» **Given exercise**: Reproduce the material verbatim, everything from the line containing "Locate the column base" down to the line containing "[931,181,958,199]", both included.

====

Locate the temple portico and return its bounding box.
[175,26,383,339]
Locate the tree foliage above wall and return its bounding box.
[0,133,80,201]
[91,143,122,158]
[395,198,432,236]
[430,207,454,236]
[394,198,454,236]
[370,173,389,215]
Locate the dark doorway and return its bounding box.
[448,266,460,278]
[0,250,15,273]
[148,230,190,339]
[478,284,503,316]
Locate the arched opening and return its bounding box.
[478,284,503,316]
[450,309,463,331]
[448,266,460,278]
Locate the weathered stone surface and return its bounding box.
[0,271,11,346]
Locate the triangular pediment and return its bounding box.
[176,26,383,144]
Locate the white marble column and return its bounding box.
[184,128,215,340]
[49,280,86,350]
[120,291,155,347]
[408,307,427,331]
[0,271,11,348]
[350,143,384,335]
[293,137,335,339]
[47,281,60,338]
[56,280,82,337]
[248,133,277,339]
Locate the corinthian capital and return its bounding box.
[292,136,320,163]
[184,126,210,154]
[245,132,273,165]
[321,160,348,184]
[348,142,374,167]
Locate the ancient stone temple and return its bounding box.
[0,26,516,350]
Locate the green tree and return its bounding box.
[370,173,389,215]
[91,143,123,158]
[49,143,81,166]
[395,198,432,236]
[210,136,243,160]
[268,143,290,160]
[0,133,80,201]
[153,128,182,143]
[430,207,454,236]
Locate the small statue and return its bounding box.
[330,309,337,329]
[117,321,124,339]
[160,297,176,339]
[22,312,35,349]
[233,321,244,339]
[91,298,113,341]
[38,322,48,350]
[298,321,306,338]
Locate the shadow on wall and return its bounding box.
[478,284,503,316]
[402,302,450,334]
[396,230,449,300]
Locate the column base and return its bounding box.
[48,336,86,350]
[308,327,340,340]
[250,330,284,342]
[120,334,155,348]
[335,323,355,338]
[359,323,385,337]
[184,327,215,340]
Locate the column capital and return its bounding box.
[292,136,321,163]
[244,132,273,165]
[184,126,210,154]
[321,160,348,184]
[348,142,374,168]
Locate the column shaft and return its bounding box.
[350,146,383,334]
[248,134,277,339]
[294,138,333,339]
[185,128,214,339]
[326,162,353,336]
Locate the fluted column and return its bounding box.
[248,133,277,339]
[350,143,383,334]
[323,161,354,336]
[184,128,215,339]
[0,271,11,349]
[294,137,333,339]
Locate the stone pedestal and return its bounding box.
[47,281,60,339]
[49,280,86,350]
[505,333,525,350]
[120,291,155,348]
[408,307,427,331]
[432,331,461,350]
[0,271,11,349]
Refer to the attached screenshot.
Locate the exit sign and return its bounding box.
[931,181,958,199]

====

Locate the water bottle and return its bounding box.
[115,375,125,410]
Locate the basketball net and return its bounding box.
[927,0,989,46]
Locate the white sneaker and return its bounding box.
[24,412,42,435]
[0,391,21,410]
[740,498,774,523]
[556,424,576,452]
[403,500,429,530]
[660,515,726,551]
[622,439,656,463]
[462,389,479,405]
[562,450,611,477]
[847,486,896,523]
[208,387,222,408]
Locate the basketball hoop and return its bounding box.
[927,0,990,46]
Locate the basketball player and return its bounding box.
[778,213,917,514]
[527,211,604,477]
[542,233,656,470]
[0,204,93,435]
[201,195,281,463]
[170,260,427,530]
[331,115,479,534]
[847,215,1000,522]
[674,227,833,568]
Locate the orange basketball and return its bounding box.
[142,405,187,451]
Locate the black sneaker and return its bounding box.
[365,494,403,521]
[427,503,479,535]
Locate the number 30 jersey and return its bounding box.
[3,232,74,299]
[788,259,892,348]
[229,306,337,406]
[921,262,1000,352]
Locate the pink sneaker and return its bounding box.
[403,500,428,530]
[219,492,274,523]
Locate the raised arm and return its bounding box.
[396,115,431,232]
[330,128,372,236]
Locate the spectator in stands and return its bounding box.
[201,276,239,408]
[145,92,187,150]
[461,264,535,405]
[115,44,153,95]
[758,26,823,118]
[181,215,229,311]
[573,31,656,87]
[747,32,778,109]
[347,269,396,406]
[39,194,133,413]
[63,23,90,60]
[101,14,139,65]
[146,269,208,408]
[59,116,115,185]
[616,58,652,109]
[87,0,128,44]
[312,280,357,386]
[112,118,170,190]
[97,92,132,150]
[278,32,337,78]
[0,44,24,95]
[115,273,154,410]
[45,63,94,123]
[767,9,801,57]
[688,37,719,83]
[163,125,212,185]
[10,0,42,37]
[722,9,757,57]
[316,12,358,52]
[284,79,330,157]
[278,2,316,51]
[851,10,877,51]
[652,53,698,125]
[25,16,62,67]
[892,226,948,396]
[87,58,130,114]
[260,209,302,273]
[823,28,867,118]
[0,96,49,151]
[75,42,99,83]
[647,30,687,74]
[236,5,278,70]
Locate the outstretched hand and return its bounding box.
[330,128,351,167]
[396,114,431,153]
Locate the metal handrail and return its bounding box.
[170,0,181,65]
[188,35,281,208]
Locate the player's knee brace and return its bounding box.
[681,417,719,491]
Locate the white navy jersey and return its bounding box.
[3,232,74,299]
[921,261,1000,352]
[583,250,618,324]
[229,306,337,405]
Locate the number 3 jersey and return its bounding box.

====

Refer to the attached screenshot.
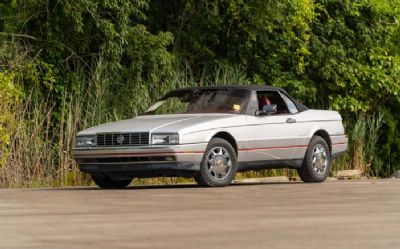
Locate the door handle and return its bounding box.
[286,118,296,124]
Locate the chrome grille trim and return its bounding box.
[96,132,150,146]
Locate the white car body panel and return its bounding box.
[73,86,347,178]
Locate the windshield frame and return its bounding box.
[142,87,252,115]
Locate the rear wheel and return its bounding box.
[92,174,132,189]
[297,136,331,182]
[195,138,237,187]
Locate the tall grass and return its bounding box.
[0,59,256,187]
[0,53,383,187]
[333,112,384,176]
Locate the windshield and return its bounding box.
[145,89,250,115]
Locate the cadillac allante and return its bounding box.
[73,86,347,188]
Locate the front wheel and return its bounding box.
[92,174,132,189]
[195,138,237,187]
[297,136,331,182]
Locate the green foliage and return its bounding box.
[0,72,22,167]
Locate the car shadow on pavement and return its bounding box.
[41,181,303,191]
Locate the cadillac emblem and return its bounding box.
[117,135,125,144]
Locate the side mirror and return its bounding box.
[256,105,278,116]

====

» **Task solution**:
Locate the column base and return its bounding box.
[48,336,86,350]
[308,327,340,340]
[250,330,284,342]
[120,334,155,348]
[335,323,355,338]
[359,323,385,337]
[184,327,215,340]
Locate the column capital and return its bounding box.
[292,136,321,163]
[244,132,273,165]
[184,126,210,154]
[321,160,348,184]
[348,142,374,168]
Locate the column shaft and return its bounding box.
[350,146,383,334]
[248,134,277,339]
[294,138,333,339]
[185,128,214,339]
[326,162,353,336]
Locate the fluted column and return its bounding box.
[248,133,277,339]
[350,143,383,334]
[323,161,354,336]
[184,128,215,339]
[0,271,11,349]
[294,137,333,339]
Locate the stone pedestal and return its bounding box.
[47,281,60,339]
[49,280,86,350]
[505,333,525,350]
[120,291,155,348]
[408,307,427,331]
[432,331,461,350]
[0,271,11,349]
Refer to the attached screenshot.
Locate the exit sign and return its bounding box.
[931,181,958,199]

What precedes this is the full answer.